--- begin TASK INPUTS ---
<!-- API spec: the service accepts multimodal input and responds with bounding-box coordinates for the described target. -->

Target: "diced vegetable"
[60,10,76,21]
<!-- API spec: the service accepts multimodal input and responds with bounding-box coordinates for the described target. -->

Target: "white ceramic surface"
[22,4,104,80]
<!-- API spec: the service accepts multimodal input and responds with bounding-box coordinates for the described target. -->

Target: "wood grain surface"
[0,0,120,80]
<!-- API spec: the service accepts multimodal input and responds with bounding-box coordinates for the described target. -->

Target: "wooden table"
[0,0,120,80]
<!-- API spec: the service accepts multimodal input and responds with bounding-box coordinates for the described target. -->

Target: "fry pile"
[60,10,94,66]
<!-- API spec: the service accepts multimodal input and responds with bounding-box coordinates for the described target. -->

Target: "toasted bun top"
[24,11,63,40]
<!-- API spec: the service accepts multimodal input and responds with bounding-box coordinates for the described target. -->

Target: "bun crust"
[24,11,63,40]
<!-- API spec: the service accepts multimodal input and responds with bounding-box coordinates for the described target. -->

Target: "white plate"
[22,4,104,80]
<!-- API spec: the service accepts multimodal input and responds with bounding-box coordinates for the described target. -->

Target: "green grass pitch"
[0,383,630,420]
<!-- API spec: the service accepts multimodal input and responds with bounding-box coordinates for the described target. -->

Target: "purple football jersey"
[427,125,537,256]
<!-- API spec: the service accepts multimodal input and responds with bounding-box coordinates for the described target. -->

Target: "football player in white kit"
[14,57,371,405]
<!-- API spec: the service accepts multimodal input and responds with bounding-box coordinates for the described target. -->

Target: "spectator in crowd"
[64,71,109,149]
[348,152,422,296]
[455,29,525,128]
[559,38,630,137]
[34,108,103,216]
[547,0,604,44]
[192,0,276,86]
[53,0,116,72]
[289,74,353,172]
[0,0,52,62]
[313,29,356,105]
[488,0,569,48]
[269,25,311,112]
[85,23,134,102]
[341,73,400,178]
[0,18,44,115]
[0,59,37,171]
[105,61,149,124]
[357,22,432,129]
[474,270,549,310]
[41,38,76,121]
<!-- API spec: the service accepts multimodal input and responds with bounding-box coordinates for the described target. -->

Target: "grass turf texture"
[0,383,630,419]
--- end TASK INPUTS ---
_DIRECTIONS FOR THIS TASK_.
Please return every line of the records above that contains the string "grass", matching case exactly.

_RIGHT ANSWER_.
Target: "green grass pitch"
Target: "grass turf texture"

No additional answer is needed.